**REQUIRED TASK**
Convert the lines below, everything from the first one down to the line containing "105], [222, 94]]", into a JSON list of strings with one string per line, leaving out any blank lines.
** BEGIN TASK INPUT **
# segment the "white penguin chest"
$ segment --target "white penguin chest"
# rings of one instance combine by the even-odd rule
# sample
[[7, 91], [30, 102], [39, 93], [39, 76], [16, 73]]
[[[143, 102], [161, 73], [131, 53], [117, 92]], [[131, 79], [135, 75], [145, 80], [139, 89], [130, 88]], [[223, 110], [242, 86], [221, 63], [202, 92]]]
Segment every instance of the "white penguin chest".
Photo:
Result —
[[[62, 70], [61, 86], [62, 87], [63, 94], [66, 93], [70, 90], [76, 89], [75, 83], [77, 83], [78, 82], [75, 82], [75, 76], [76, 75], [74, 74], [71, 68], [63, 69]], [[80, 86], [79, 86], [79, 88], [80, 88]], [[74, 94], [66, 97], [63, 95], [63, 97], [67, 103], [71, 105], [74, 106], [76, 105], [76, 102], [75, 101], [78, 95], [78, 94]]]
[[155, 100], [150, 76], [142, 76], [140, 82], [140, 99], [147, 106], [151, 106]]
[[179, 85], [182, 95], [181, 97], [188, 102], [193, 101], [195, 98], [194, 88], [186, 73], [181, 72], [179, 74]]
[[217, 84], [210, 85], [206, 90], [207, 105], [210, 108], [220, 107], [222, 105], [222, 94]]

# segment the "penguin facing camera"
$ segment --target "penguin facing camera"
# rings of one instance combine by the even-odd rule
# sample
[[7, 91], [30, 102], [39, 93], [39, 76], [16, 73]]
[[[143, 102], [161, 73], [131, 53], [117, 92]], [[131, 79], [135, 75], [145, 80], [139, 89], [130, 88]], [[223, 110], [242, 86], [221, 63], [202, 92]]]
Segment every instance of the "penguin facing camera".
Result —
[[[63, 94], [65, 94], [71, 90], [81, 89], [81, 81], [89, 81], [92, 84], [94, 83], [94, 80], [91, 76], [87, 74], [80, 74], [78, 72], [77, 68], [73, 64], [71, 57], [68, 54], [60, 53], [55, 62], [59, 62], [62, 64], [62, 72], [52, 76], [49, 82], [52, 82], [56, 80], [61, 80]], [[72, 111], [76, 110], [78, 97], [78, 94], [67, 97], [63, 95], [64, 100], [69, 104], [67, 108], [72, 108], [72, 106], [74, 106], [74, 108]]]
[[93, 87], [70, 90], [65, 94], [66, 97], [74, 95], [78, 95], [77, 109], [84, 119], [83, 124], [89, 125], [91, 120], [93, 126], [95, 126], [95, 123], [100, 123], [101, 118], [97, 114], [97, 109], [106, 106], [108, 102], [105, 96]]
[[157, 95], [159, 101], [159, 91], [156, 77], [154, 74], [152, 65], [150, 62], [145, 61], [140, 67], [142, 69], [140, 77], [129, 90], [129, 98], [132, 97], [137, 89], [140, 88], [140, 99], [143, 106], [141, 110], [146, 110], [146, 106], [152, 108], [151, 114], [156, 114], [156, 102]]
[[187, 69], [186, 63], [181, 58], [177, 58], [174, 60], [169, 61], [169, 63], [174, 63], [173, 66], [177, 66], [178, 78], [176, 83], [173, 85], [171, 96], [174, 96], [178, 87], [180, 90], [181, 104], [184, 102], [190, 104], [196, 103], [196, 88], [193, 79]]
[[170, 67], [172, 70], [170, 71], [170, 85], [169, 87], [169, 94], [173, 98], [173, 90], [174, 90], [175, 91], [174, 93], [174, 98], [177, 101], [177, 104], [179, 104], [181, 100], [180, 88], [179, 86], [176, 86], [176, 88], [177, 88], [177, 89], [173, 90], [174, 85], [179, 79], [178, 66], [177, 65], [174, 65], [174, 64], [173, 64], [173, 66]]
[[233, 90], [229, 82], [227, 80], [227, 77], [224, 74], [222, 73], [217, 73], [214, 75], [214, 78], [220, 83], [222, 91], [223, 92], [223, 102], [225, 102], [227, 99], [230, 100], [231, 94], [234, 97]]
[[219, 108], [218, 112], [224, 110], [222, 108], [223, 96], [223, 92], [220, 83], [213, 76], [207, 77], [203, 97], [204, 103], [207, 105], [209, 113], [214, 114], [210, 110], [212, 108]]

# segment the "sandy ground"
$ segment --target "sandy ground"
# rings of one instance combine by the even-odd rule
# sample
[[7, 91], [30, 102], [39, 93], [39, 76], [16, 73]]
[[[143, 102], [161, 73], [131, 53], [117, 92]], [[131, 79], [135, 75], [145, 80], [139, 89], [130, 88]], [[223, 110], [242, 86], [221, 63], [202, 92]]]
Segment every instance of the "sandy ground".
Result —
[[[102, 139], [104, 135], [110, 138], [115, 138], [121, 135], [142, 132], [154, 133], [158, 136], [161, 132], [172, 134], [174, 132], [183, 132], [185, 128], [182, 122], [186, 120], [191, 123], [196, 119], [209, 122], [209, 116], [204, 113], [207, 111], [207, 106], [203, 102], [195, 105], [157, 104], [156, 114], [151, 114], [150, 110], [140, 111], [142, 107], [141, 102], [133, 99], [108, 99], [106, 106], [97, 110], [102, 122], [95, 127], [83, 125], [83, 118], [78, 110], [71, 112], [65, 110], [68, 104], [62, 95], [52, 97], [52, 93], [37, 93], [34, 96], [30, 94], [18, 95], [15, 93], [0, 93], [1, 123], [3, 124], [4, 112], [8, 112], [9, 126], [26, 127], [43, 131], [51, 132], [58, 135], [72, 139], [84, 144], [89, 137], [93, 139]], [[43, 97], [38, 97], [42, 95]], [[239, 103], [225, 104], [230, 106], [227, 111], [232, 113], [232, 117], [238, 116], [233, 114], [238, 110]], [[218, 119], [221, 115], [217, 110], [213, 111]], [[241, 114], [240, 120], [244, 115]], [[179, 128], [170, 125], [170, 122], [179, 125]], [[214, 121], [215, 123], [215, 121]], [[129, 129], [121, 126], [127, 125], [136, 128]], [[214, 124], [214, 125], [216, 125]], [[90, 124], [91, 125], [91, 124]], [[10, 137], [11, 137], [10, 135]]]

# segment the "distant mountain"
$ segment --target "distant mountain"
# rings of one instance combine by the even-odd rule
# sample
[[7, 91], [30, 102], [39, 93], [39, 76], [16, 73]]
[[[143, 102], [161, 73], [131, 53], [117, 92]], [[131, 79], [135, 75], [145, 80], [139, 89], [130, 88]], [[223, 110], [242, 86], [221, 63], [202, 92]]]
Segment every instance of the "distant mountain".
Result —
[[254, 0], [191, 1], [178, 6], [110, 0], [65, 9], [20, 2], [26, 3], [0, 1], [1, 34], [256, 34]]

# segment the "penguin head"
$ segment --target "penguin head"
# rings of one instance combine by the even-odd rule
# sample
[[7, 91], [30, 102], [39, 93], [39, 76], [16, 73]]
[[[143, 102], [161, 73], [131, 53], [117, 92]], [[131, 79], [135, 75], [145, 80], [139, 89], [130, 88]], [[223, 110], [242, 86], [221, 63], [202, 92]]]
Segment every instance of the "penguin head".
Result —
** END TASK INPUT **
**RESULT BELOW**
[
  "# segment the \"white penguin chest\"",
  "$ segment --target \"white penguin chest\"",
  "# rings of one instance combine by the even-odd rule",
  "# sample",
  "[[7, 91], [30, 102], [39, 93], [39, 76], [16, 73]]",
  "[[[143, 102], [161, 73], [131, 53], [117, 92]], [[131, 79], [135, 75], [145, 80], [139, 89], [130, 88]], [[223, 110], [242, 86], [221, 63], [202, 92]]]",
  "Segment every instance of the \"white penguin chest\".",
  "Photo:",
  "Result —",
  "[[[62, 70], [61, 86], [62, 87], [63, 94], [66, 93], [70, 90], [76, 89], [75, 83], [77, 83], [78, 82], [75, 82], [75, 76], [76, 75], [74, 74], [71, 68], [63, 69]], [[80, 86], [79, 86], [79, 88], [80, 88]], [[74, 94], [66, 97], [63, 95], [63, 97], [67, 103], [71, 105], [74, 106], [76, 105], [76, 102], [75, 101], [78, 95], [78, 94]]]",
  "[[155, 100], [150, 76], [142, 76], [140, 82], [140, 99], [147, 106], [151, 106]]",
  "[[179, 85], [182, 95], [181, 97], [188, 102], [193, 101], [195, 98], [194, 88], [186, 73], [181, 72], [179, 74]]",
  "[[217, 84], [210, 85], [206, 90], [207, 105], [210, 108], [220, 107], [222, 105], [222, 94]]"
]